**INSTRUCTIONS TO FOLLOW**
Copy each line below holding "rocky".

**SOURCE DATA**
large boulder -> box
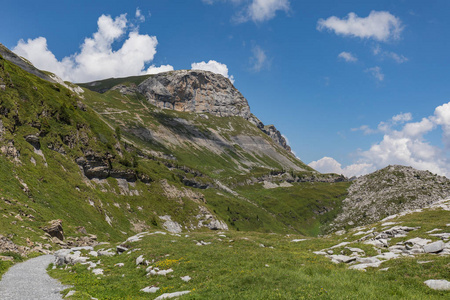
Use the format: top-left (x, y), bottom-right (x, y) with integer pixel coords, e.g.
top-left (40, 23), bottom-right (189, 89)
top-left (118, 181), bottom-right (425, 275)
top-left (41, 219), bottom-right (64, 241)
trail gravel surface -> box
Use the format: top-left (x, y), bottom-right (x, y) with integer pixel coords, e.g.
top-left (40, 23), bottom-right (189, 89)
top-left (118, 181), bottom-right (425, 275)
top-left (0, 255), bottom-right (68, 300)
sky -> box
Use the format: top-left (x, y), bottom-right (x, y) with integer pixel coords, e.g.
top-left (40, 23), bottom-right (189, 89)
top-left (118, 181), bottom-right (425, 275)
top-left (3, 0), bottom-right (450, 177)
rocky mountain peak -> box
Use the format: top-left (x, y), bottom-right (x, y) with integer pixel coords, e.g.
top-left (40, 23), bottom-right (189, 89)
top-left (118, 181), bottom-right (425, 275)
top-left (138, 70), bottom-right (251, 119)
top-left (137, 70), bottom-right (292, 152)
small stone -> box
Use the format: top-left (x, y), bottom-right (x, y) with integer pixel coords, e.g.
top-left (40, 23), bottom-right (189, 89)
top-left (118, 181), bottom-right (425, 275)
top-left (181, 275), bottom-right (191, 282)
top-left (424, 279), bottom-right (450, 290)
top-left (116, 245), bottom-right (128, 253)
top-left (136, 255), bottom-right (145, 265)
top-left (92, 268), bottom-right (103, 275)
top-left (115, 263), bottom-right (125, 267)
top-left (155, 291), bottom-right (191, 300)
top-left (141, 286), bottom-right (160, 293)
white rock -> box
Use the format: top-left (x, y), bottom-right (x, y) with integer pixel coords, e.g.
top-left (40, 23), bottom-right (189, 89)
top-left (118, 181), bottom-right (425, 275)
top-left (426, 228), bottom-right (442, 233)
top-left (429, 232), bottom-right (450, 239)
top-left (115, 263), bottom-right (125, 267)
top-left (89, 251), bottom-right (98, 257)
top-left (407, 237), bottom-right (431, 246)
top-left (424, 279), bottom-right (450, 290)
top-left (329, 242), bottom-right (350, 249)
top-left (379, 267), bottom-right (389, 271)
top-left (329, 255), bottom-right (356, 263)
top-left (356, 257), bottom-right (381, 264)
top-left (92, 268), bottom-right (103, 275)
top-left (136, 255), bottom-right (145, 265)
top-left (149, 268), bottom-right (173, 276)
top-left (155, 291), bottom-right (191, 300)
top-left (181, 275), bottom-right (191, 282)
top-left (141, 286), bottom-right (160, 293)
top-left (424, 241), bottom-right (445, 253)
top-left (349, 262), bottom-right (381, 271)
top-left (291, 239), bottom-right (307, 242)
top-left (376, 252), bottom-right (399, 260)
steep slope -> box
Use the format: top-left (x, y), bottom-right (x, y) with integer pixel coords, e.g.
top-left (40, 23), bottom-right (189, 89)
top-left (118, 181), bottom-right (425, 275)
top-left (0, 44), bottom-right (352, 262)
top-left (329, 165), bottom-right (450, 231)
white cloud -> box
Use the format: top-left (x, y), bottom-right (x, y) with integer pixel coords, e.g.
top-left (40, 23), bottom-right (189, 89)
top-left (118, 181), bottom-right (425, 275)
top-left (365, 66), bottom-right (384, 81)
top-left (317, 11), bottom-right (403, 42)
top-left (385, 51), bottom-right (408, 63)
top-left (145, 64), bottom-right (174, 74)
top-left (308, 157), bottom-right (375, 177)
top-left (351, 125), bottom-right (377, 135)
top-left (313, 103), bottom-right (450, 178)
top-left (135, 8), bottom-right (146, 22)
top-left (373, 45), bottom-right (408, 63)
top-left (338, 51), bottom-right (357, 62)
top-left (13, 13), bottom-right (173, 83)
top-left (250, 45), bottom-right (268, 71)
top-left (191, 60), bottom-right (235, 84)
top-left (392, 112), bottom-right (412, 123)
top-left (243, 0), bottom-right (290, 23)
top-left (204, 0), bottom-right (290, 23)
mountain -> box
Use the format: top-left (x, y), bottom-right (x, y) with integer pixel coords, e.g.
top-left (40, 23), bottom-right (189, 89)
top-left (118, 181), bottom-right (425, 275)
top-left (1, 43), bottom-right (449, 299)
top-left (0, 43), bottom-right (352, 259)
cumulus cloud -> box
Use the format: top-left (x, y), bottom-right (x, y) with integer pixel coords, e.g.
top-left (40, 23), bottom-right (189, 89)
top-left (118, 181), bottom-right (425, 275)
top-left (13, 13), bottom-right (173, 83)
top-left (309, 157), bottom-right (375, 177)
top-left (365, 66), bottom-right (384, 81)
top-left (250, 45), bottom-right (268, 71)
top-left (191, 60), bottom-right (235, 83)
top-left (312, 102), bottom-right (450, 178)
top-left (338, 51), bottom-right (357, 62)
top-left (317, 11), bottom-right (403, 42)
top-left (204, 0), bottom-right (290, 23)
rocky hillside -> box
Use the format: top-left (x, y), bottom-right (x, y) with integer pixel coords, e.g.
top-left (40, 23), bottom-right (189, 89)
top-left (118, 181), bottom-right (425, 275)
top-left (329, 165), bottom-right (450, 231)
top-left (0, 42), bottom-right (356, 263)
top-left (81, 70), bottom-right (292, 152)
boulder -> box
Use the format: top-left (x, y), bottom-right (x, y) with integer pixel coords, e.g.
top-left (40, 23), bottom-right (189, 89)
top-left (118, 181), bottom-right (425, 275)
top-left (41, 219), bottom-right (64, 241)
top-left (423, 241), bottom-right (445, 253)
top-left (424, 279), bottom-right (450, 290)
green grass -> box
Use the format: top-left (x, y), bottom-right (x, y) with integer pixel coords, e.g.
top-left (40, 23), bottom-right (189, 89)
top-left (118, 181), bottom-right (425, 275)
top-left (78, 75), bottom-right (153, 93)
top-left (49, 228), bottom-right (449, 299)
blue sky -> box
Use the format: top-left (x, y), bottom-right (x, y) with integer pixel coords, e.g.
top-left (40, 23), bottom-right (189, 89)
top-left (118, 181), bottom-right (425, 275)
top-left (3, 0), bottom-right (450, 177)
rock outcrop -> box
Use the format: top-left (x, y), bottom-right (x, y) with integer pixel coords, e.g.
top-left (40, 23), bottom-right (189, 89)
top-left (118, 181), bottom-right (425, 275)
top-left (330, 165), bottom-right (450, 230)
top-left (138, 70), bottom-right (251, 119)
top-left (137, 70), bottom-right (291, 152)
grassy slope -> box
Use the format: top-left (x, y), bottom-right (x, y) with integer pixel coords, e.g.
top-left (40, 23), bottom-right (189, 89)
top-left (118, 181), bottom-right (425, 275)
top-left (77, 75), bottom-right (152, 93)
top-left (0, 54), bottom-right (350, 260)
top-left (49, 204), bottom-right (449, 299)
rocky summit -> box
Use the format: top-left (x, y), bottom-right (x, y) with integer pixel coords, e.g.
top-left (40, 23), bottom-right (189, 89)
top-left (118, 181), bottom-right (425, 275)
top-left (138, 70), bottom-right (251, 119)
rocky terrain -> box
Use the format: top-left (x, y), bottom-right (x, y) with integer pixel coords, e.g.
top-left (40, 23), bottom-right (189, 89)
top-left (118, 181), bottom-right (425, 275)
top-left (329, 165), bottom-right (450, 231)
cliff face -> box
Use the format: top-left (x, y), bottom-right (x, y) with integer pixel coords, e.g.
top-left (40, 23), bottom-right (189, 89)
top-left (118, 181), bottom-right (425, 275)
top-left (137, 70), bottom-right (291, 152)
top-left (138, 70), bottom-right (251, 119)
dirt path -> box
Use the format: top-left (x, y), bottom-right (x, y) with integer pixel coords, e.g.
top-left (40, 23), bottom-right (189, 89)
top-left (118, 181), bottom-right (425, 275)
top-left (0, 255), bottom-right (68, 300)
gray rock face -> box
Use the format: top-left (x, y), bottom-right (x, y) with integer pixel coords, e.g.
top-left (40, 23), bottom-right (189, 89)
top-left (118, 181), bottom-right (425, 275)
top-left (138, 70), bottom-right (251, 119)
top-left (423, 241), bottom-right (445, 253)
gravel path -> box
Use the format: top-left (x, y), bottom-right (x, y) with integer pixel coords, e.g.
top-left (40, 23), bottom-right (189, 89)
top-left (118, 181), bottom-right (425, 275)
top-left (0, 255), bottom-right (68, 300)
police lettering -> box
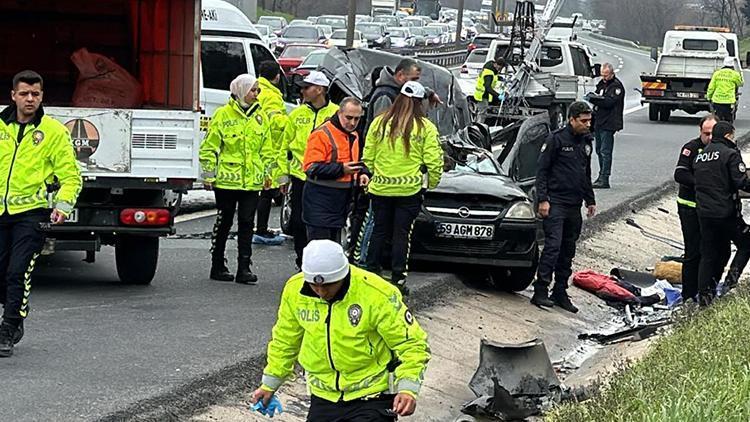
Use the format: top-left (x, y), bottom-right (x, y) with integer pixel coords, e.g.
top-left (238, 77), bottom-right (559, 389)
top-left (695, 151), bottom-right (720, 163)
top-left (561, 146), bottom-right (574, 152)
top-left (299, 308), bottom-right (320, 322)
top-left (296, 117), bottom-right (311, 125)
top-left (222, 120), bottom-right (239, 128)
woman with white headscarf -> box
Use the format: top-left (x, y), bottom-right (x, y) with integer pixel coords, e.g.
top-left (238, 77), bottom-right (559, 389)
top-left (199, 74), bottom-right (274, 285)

**TASK RESPONSE**
rocky mountain peak -> box
rocky hillside -> box
rocky summit -> box
rocky terrain -> box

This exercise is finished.